§ Material provided
■ ■ ■ ■ ■
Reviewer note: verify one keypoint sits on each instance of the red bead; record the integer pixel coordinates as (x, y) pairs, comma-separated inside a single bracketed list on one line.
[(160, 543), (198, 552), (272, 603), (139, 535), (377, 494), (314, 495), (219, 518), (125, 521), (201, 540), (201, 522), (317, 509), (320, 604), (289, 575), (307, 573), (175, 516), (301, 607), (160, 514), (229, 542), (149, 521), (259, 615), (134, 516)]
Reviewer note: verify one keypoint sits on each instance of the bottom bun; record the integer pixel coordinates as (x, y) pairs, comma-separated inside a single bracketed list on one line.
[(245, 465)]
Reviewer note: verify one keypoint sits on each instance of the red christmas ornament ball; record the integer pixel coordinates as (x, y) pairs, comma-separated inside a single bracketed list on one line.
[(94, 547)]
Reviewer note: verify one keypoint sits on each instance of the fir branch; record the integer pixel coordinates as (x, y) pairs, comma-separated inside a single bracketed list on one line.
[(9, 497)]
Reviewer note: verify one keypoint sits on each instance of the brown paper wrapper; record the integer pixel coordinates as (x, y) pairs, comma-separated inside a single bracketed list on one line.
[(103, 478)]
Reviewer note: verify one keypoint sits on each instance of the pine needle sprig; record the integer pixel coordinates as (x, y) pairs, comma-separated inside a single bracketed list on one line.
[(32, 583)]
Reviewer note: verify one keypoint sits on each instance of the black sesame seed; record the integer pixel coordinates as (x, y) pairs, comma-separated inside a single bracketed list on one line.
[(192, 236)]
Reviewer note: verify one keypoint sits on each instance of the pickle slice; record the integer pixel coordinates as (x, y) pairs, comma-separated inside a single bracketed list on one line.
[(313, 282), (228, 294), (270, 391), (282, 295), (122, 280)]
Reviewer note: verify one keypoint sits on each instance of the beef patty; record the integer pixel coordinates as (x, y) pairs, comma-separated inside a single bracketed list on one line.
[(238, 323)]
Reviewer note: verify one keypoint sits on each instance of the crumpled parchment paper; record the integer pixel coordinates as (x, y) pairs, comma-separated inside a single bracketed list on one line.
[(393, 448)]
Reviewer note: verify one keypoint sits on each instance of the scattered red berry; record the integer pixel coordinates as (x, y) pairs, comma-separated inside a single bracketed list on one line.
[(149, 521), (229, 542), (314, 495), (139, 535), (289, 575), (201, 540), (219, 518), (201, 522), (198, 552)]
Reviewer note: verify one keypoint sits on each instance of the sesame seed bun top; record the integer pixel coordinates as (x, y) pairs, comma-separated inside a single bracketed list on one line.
■ ■ ■ ■ ■
Every record, from top to bottom, must be transcribed exactly.

§ Your response
Reviewer note: verify one keypoint sits on each instance of the red bead; record the integer pixel coordinates as (x, y) pairs, comma-separated inside a single bracketed list on one line.
[(160, 543), (198, 552), (272, 603), (139, 535), (377, 494), (314, 495), (219, 518), (125, 521), (201, 540), (201, 522), (317, 509), (320, 604), (289, 575), (307, 573), (175, 516), (301, 607), (160, 514), (229, 542), (149, 521), (259, 615), (134, 516)]
Reviewer note: verify one keypoint sits on each instance of the bottom bun; record the integer pixel coordinates as (x, y) pairs, comma-separated inside a single bracketed list on one line.
[(245, 465)]
Reviewer note: verify one keypoint sits on each instance of the red christmas ornament ball; record the integer pixel coordinates as (x, y) pairs, comma-separated inside a single bracketed list on one line.
[(94, 547)]
Reviewer note: verify one keypoint sits on each instance of the fir branch; record the integer pixel coordinates as (x, y) pairs, comma-separated inside a single bracketed list on one line.
[(9, 497)]
Reviewer note: verify one keypoint sits on each instance of the brown paper wrapper; record the integer pixel coordinates as (x, y) pairs, comma-separated inside a single bracketed list on one line.
[(103, 478)]
Reviewer note: verify one keypoint sits on each instance of the pine needle sprig; record the integer pixel coordinates as (x, y) pairs, comma-separated inside a single bracketed list on one line.
[(32, 583)]
Reviewer note: verify one keypoint sits on each instance of the black sesame seed; record the integer pixel coordinates as (x, y) pairs, comma-separated inside a single bracketed list on one line.
[(192, 236)]
Reviewer note: verify one keypoint sits on each instance of the pickle slice; record the integer pixel coordinates as (x, y) pairs, comma-separated inside a single bracketed list on one line.
[(313, 282), (228, 294), (270, 391), (282, 295), (122, 280)]
Reviewer note: verify one keypoint sits on each instance of the beef patty; record the integer pixel coordinates as (x, y) pairs, comma-separated inside a single bracketed list on one line.
[(238, 323)]
Reviewer note: verify one keypoint sits on each instance of the crumpled parchment paper; record the integer pixel coordinates as (x, y) pairs, comma-separated inside a single bracketed list on one line.
[(393, 448)]
Reviewer note: verify one keypoint sits on each instance of the scattered red berry; record the integer pixel coordinates as (x, y) pairs, comma-separated inside a single bracketed list on one line.
[(149, 521), (229, 542), (314, 495), (139, 535), (289, 575), (201, 540), (219, 518), (201, 522), (198, 552)]
Reviewer note: verify one keypoint sits on each instance of the sesame seed bun top; record the integer pixel coordinates as (x, y) pairs, comma-separated inside a single bracketed list on one line.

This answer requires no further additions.